Görev:
Gazze'deki çatışmaların kadınlara etkisini anlatan yazıyı son cümlesinden sonra sürdürün.

Seçilmiş bölüm:
İsrail ile Filistin arasındaki çatışmalar, 7 Ekim 2023 tarihindeki Hamas’ın İsrail’e karşı başlattığı saldırıyla yeni bir boyut kazandı. Kürt sorununda olduğu gibi Filistin sorununun çözümsüzlüğü de Ortadoğu’da yaşanan kaosu derinleştiriyor. Bu sorunun çözümsüzlüğünden kaynaklı Filistin’de bitmek bilmeyen çatışmaların etkisini en fazla yaşayan kesim ise hiç kuşkusuz kadın ve çocuklar.
İsrail’in 7 Ekim’den bu yana Gazze Şeridi’ne düzenlediği saldırılarda yaşamını yitirenlerin sayısının 43 bin 972’ye, yaralı sayısının da 104 bin 8’e yükseldiği kaydedildi. Birleşmiş Milletler (BM) Kadın Birimi’nin yayımladığı raporda, Gazze’de yerinden edilen 1.9 milyon kişinin yaklaşık 1 milyonunun kadın olduğu bildirildi. Göçe zorlanan kadınların en büyük sorunu “mahremiyet ve hijyen” olurken, saatte iki annenin hayatını kaybettiği kaydedildi. BM Nüfus Fonu (UNFPA), çatışmaların şiddetlendiği ilk aylarda Gazze’de 45 bin hamile ve 68 bin emziren kadın ölüm riskiyle karşı karşıya olduğunu aktardı.
İşgal altındaki Batı Şeria’nın El-Bireh kentinde yaşayan Filistinli Amal Wahdan, 25 Kasım Kadına Yönelik Şiddete Karşı Uluslararası Mücadele Günü dolasıyla Mezopotamya Ajansı’na (MA) konuştu.
MÜCADELEDE KADINLAR HEP EN ÖNDE
Tek Demokratik Filistin Devleti Meclisi (One Democratic State of Palestine Assembly) Koordinatörü olan Amal Wahdan, Birinci İntifa sırasında İsrail güçleri tarafından ev hapsine maruz kaldı, tutuklandı ve sınır dışı edildi.

Derlenen malzeme:
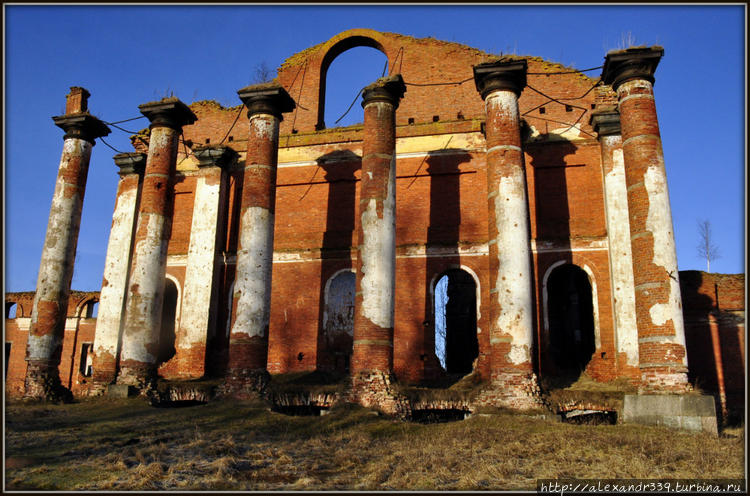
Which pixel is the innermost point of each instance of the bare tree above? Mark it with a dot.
(262, 73)
(706, 248)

Beklenen çıktı:
Çatışmaların tarihine değinerek değerlendirmesine başlayan Amal Wahdan, “Oslo Anlaşması’ndan önce halk ayaklanması yönünde ilerleyen 1987’deki Birinci İntifa’da makineli tüfekler ve bombalar gibi ağır askeri araçlar kullanılmadı ve çok da başarılı oldu. Çünkü toplumun tüm kesimleri özellikle de kadınlar bu ayaklanmaya katılmıştı. Çünkü sendikalarımız vardı; kadın sendikaları, öğrenci sendikaları, işçi sendikaları ve doktorlar, avukatlar için sendikalar vb. Bu noktada Filistin Ulusal Hareketi her türlü ulusal mücadele ile donatılmıştı ancak silahlı mücadeleden değil halk ve pasif mücadeleden bahsediyoruz. Ve tabii ki kadınlar başından beri Siyonist rejimin sömürgeci varlığına karşı ulusal mücadelenin hem ulusal hem de sosyal bir mücadele olduğu sloganını yükseltti” diye belirtti.
DİNE DAYALI SÖMÜRGE
Yaşanan savaşın gerekçesini ise Amal Wahdan, şöyle özetledi: “Sömürgeci güçler bu bölgeyi istediler ve amaçlarına hizmet etmek için Arap dünyasını farklı ve küçük monarşilere böldüler. Kendilerini Yakın Doğu ve Uzak Doğu’ya bağlayacak bir orta bölge istiyorlardı ve burası onlar için mükemmel bir coğrafi konumdu. 1897’de kurulan Siyonist hareket bundan yararlandı. İşte bu şekilde Yahudi halkına refah beyannamesi verildi ve Yahudi halkının bir Yahudi devletine sahip olma hakkı tanındı. İnsanların 80 ülkeden gelip bu toprakları kendilerine Tanrı’nın verdiğini iddia etmelerine izin veren böyle bir yasa yok. Tanrı’nın insanlara toprak dağıtmak için bir emlakçı gibi çalıştığını düşünmüyorum. Dine dayalı bir sömürge devleti yaratmak istediler. Ancak bugün bunun çökmekte olduğunu görebiliyoruz çünkü farklı yerlerden ve kökenlerden gelen insanlar, ister sömürgeci İsrail’de ister ABD’de olsun, elitlerin siyasi çıkarlarını savunmak için ön saflara yerleştirildiler. Şimdi hükümetin onları kandırdığını görüyorlar, bu yüzden İsrail iç cephesinde laik ve liberaller ile ultra Siyonist ve faşist eğilim arasındaki parçalanmayı görüyoruz.”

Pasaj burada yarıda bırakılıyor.